Les deux opérateurs français, qui ont bâti pour moitié leur réseau mobile avec Huawei, avaient multiplié les procédures depuis juin après avoir réclamé à l’État une indemnisation financière face au préjudice lié aux fortes restrictions imposées à l’équipementier chinois sur le marché de la 5G. La France n’a pas interdit explicitement le matériel Huawei pour le déploiement du réseau mobile, mais l’Agence nationale chargée de la sécurité informatique (Anssi) a restreint très fortement fin août les autorisations d’exploitation. Bouygues Telecom a ainsi expliqué qu’il allait devoir retirer 3 000 antennes Huawei d’ici à 2028 dans les zones très denses en population, et qu’il avait interdiction d’utiliser des antennes Huawei pour la 5G à Strasbourg, Brest, Toulouse et Rennes.

Le cabinet du secrétaire d’Etat au numérique Cédric O, estime que la décision du Conseil d’Etat « conforte la position du gouvernement, en rappelant qu’une éventuelle indemnisation ne peut s’opérer que devant le juge et dans des conditions strictement limitées d’un dommage grave et spécial ». Il « conforte que la stratégie du gouvernement a permis de défendre au mieux les intérêts de l’Etat », a-t-il fait valoir auprès de l’AFP. « C’est une victoire pour la protection des intérêts stratégiques de notre pays, permettant un déploiement serein de la 5G au bénéfice de l’ensemble des Français », selon lui.

Huawei, numéro un mondial des équipements 5G, est dans le collimateur des États-Unis qui le soupçonnent d’espionnage au profit de Pékin, ce que dément l’entreprise. En Europe, seul le Royaume-Uni, depuis mi-juillet, et la Suède, depuis fin octobre, ont explicitement banni Huawei de la quasi-totalité de l’infrastructure nécessaire pour faire fonctionner leur réseau 5G. Malgré les restrictions, le géant chinois a annoncé récemment plusieurs investissements en France, dont l’ouverture d’un centre de recherche à Paris et d’un site de production dans l’Est à l’horizon 2023, dans le cadre d’une campagne visant à démontrer sa volonté de s’y implanter durablement.

### Entrées fournies
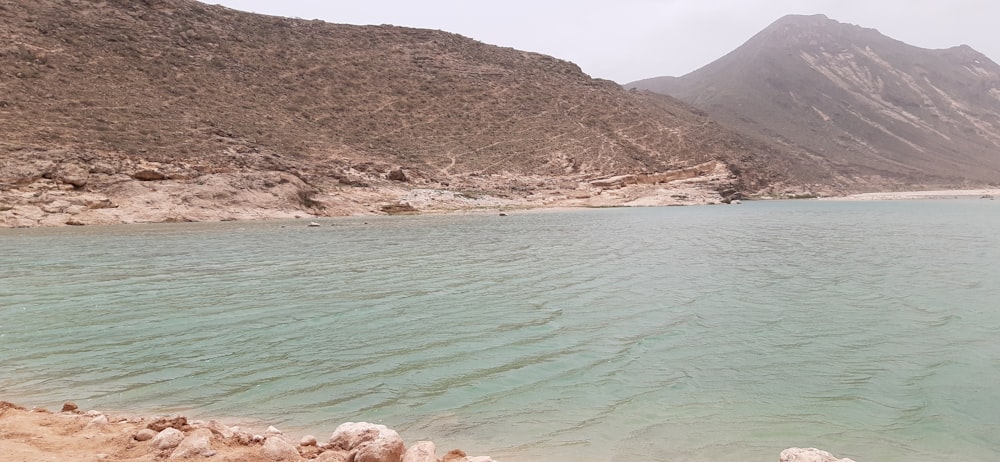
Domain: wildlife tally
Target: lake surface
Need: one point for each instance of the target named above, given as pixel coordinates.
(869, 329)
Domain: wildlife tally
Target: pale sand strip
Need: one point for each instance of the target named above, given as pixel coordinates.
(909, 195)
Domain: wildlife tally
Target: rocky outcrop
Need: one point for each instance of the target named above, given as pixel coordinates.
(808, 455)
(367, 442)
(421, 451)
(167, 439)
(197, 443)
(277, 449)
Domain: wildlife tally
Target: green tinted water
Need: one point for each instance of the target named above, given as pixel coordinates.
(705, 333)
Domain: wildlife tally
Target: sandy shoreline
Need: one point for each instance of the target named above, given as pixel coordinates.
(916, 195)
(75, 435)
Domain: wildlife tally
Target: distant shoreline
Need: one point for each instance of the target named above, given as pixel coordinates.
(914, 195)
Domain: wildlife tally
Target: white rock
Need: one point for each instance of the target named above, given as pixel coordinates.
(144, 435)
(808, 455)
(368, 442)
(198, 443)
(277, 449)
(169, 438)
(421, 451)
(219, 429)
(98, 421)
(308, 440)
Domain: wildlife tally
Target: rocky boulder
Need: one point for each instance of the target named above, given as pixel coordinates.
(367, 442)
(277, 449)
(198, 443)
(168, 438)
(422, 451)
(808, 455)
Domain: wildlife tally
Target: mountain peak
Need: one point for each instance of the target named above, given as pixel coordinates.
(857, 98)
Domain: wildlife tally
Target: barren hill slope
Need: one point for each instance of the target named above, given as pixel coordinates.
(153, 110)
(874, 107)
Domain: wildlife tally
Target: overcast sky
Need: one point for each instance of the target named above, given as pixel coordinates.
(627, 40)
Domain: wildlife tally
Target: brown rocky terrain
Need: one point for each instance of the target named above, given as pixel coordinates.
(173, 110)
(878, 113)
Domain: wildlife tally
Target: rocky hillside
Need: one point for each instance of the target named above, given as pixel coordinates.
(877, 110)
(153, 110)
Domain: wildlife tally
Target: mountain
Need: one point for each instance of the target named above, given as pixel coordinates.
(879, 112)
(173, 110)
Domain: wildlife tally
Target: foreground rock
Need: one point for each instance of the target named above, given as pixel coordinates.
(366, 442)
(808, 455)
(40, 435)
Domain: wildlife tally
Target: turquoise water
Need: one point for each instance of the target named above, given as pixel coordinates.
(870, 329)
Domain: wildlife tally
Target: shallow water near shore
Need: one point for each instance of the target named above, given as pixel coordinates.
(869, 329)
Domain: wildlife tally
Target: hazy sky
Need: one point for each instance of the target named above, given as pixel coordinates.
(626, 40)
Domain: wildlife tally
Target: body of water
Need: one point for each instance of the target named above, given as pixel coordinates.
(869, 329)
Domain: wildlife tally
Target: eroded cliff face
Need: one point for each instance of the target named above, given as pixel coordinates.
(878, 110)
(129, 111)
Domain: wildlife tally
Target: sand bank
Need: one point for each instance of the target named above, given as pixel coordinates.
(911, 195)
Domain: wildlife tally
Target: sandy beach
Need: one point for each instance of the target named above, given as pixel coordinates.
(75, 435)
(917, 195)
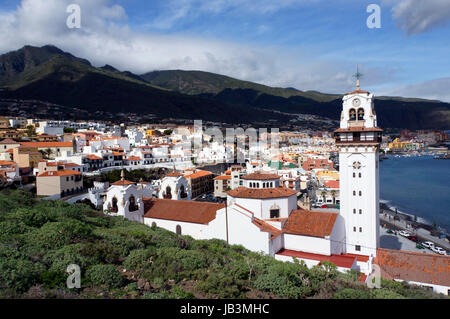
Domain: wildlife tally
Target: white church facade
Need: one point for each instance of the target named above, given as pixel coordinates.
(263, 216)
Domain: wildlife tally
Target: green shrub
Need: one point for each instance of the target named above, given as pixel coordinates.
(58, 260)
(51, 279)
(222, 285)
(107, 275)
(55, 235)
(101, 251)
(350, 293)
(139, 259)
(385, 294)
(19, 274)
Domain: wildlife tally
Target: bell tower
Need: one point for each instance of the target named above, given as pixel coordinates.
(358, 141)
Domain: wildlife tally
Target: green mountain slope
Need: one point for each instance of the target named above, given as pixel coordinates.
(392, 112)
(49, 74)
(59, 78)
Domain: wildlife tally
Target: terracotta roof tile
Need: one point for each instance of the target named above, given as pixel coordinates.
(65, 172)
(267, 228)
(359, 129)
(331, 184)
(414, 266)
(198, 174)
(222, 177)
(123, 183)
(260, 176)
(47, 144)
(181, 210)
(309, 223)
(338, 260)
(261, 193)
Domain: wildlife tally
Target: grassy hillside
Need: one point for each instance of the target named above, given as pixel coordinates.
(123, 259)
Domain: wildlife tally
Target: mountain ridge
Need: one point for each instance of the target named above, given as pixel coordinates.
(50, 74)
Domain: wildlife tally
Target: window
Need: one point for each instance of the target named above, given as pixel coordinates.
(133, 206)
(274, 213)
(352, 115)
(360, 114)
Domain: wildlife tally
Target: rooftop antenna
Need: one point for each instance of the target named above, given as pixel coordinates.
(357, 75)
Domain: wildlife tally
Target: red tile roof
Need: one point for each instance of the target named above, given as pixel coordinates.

### Consignes à suivre
Redonnez le passage du texte fourni sur Huawei compris entre « Les deux opérateurs » et « Toulouse et Rennes. », ces mots inclus. Ces entrées ne servent pas pour l'exercice.

### Réponse complète
Les deux opérateurs français, qui ont bâti pour moitié leur réseau mobile avec Huawei, avaient multiplié les procédures depuis juin après avoir réclamé à l’État une indemnisation financière face au préjudice lié aux fortes restrictions imposées à l’équipementier chinois sur le marché de la 5G. La France n’a pas interdit explicitement le matériel Huawei pour le déploiement du réseau mobile, mais l’Agence nationale chargée de la sécurité informatique (Anssi) a restreint très fortement fin août les autorisations d’exploitation. Bouygues Telecom a ainsi expliqué qu’il allait devoir retirer 3 000 antennes Huawei d’ici à 2028 dans les zones très denses en population, et qu’il avait interdiction d’utiliser des antennes Huawei pour la 5G à Strasbourg, Brest, Toulouse et Rennes.